-- What the task requires --
Rewrite the lines below as a numbered list, omitting any blank lines.

-- Given entries --
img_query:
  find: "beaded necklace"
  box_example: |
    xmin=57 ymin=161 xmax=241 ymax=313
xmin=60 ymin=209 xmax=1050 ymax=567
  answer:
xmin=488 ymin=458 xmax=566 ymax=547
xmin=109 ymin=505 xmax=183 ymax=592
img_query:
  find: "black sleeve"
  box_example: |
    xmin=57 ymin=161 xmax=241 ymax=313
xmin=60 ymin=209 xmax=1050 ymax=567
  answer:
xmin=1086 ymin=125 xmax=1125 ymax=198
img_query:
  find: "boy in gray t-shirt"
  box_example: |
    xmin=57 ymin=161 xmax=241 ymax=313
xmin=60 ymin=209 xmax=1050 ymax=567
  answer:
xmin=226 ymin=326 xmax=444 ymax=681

-- Expected answer --
1. img_query:
2.   find: "beaded necklace"
3.   box_example: |
4.     xmin=57 ymin=161 xmax=241 ymax=313
5. xmin=60 ymin=209 xmax=1050 ymax=567
6.   answer:
7. xmin=488 ymin=458 xmax=566 ymax=547
8. xmin=109 ymin=505 xmax=183 ymax=592
9. img_query:
10.   find: "black sleeve"
11.   box_example: |
12.     xmin=57 ymin=161 xmax=241 ymax=313
13. xmin=60 ymin=209 xmax=1050 ymax=567
14.   answer:
15. xmin=1086 ymin=125 xmax=1125 ymax=198
16. img_query:
17.   find: "boy in gray t-shirt"
18.   box_example: |
19.     xmin=57 ymin=161 xmax=241 ymax=313
20. xmin=60 ymin=209 xmax=1050 ymax=567
21.   answer:
22. xmin=226 ymin=326 xmax=444 ymax=681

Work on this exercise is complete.